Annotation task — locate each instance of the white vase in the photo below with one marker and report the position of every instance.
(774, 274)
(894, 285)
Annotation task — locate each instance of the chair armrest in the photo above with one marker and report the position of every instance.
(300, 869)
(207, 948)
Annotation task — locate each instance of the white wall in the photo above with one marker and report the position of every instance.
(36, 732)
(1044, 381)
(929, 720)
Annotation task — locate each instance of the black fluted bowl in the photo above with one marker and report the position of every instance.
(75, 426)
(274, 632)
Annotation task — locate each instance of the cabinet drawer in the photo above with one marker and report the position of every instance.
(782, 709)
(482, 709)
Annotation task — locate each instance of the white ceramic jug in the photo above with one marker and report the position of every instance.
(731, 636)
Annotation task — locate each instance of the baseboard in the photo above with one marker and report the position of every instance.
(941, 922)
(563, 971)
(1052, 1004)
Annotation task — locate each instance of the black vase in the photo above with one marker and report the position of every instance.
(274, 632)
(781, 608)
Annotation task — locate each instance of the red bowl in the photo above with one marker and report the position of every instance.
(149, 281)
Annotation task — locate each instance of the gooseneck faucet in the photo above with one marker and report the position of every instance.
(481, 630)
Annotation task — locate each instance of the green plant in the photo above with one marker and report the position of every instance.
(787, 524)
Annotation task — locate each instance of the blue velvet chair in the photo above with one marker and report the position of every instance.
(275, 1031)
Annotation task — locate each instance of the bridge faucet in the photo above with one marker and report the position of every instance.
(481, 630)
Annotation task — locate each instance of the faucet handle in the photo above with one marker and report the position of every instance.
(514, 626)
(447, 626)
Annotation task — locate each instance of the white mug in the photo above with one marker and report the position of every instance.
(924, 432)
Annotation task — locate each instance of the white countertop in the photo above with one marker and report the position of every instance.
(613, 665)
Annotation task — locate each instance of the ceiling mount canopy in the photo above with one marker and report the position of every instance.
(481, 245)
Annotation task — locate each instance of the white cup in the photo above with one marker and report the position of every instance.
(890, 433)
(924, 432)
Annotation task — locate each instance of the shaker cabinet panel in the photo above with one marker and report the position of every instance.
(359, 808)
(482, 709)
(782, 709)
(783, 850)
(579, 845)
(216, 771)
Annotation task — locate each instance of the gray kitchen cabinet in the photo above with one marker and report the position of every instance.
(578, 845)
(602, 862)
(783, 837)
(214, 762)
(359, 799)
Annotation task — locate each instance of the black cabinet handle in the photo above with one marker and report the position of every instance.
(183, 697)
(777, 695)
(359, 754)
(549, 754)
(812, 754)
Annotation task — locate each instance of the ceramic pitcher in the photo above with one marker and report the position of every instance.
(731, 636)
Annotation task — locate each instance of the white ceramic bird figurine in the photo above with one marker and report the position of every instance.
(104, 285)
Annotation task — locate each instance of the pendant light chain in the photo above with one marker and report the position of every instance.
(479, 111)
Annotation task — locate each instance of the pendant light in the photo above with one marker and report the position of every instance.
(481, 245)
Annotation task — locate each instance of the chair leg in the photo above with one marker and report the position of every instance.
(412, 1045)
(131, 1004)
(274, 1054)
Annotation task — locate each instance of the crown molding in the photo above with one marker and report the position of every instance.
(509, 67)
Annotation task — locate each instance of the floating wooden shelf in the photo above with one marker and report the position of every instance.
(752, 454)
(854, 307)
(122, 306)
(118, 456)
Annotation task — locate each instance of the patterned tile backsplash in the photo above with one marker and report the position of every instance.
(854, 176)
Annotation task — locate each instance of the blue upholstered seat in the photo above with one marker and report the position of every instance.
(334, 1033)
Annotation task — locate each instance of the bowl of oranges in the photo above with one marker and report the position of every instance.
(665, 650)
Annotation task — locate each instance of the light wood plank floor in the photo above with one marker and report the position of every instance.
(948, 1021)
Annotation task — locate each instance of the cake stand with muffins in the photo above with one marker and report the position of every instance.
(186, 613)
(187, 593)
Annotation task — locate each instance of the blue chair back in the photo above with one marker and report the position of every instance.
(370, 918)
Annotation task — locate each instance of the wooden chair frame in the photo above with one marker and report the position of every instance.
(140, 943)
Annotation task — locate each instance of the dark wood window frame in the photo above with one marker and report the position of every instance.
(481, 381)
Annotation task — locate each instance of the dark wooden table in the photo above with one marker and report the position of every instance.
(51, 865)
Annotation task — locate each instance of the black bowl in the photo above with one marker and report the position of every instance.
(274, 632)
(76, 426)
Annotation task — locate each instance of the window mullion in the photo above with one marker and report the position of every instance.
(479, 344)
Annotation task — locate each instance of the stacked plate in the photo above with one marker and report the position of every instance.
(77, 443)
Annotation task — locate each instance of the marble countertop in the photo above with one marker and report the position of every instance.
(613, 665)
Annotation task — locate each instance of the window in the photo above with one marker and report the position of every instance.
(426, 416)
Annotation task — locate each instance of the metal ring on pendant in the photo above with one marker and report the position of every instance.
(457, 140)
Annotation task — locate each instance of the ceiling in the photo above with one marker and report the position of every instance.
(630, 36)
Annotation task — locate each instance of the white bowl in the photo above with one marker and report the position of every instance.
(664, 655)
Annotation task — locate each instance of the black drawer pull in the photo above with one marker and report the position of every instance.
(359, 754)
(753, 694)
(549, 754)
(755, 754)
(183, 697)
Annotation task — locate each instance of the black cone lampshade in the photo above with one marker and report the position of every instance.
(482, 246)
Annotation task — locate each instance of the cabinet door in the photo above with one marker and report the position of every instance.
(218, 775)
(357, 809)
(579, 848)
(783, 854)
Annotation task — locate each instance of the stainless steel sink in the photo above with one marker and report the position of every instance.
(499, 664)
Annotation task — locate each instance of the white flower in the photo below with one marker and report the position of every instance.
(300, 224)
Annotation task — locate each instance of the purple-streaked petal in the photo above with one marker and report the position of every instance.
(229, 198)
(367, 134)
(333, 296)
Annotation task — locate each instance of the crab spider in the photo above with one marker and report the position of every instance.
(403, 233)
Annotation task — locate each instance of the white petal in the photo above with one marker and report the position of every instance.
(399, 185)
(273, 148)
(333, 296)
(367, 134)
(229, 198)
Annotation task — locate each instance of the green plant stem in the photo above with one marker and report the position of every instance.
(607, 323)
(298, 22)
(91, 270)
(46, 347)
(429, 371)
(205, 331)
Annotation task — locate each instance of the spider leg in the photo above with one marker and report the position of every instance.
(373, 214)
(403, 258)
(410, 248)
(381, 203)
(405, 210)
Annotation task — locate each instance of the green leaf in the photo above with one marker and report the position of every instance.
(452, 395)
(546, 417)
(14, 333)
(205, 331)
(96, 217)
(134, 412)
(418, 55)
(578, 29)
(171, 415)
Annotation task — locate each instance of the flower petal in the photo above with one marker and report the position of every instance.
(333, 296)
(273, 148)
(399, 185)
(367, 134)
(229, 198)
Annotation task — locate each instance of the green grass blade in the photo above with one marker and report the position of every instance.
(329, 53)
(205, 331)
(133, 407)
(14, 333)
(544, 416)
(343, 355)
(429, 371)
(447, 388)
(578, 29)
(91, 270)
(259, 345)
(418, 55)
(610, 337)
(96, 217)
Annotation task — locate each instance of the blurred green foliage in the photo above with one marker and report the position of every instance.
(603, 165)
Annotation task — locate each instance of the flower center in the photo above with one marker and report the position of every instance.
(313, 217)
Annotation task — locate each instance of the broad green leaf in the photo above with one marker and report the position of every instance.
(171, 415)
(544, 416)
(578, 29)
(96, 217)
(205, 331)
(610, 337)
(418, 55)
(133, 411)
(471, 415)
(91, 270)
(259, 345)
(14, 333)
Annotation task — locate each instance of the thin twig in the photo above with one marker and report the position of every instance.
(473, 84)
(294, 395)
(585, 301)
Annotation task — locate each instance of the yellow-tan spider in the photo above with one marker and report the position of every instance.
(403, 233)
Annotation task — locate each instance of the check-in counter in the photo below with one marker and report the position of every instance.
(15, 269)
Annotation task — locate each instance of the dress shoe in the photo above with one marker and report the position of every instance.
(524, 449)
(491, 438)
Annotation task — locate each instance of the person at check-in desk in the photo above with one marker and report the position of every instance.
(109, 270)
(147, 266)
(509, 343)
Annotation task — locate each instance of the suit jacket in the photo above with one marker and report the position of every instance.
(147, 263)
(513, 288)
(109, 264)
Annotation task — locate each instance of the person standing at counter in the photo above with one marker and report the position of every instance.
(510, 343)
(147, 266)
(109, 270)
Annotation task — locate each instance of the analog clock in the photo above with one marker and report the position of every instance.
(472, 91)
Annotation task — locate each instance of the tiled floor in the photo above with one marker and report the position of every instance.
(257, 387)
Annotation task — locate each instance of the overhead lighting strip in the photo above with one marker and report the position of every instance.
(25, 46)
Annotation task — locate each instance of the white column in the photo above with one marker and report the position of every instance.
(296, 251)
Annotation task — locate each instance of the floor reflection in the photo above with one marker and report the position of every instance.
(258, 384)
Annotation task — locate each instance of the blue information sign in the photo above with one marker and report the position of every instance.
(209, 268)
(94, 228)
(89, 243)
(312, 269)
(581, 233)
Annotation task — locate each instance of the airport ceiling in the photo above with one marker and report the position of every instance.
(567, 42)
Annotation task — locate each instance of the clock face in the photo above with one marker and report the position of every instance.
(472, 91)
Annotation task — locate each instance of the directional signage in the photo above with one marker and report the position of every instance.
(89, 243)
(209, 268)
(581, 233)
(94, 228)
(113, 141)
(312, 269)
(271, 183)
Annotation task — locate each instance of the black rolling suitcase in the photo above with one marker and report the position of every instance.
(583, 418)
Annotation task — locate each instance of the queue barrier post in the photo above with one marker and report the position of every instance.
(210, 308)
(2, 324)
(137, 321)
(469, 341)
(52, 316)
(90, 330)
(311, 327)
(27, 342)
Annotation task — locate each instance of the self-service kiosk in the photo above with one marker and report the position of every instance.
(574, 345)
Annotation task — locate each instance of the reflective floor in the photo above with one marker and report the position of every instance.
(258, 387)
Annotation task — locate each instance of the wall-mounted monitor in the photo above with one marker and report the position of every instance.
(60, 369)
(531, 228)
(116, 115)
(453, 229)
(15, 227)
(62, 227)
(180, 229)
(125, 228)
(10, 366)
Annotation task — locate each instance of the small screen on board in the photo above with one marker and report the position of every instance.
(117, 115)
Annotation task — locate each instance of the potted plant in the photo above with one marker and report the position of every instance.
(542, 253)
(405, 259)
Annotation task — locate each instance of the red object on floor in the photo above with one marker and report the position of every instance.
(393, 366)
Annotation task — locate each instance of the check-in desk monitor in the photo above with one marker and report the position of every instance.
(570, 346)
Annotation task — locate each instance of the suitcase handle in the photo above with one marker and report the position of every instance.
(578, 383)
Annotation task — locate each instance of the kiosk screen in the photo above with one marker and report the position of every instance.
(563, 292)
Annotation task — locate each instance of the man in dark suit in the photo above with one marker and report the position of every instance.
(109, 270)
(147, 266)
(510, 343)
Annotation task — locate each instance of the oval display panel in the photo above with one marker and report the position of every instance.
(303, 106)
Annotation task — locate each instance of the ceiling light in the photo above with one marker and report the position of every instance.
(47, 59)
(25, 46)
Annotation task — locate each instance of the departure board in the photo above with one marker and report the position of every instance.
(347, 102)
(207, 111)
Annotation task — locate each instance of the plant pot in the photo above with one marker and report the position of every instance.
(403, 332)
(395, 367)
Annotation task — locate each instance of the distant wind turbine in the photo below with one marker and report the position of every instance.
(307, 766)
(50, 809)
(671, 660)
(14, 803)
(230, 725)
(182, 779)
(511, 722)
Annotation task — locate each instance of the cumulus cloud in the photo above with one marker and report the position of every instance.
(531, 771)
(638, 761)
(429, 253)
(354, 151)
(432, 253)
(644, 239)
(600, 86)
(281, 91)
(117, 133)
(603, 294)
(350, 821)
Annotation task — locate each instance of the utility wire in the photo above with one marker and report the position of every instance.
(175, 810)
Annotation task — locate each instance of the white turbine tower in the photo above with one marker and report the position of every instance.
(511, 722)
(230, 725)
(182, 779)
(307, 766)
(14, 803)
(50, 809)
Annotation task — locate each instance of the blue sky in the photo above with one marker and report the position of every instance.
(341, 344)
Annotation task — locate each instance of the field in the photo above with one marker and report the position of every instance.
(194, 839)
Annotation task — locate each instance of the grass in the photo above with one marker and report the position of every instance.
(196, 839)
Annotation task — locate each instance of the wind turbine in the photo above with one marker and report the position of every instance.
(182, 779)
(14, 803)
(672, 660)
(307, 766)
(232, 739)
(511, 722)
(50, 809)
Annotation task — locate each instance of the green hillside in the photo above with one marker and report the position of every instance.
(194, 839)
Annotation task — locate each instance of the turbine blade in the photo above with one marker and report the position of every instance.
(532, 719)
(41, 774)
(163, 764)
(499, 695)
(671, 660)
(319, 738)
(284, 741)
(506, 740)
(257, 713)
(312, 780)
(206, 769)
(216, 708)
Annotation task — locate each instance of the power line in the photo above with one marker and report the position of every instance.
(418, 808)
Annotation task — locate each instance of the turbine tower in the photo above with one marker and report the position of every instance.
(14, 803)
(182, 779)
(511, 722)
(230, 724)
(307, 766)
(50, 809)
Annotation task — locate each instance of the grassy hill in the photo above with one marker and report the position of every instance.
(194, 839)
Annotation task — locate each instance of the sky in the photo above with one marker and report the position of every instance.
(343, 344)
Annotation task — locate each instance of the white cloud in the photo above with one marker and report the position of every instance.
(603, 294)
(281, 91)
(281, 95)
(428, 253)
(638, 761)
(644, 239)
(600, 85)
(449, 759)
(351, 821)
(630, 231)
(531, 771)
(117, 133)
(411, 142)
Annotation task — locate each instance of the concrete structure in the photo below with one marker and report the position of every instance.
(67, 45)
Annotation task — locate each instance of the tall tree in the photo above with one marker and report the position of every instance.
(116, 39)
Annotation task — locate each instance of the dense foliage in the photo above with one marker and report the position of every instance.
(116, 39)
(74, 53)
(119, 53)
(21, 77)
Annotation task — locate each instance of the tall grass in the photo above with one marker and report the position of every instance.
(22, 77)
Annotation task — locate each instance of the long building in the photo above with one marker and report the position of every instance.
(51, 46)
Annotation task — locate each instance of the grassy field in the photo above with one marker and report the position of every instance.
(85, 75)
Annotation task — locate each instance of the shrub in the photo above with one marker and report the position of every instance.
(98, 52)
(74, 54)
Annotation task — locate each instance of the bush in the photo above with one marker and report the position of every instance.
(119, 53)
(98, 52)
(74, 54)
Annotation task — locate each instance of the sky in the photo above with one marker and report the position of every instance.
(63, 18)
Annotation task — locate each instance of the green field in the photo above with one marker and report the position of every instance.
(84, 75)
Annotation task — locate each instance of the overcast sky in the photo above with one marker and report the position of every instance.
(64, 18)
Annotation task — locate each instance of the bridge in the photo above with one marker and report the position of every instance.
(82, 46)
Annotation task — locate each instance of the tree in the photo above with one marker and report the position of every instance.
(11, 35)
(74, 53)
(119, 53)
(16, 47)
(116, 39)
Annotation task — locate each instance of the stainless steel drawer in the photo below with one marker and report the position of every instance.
────────
#### [WHAT IS NEEDED]
Copy out only the lines of the listing from the line with "Annotation task — locate each instance of the black vase" to the line with "(275, 1031)", replacing "marker" with "pin" wherever it occurs and leaving everything else unchanged.

#### [RIGHT ANSWER]
Annotation task — locate each instance of the black vase in the photo above with one pin and report the position of every instance.
(274, 632)
(781, 608)
Annotation task — locate each instance of the red bowl in the photo above with one pin and report the position of every instance.
(149, 281)
Annotation task — locate each instance of the gooseneck faucet in the photo above with one pin and report the position of every instance.
(481, 630)
Annotation task — locate each instance of the green plant in the photo above with one pin and report the position of every instance.
(787, 524)
Annotation task — locate each instance of the blue velvet chair in the photo above with one pin and report the position of every instance.
(275, 1031)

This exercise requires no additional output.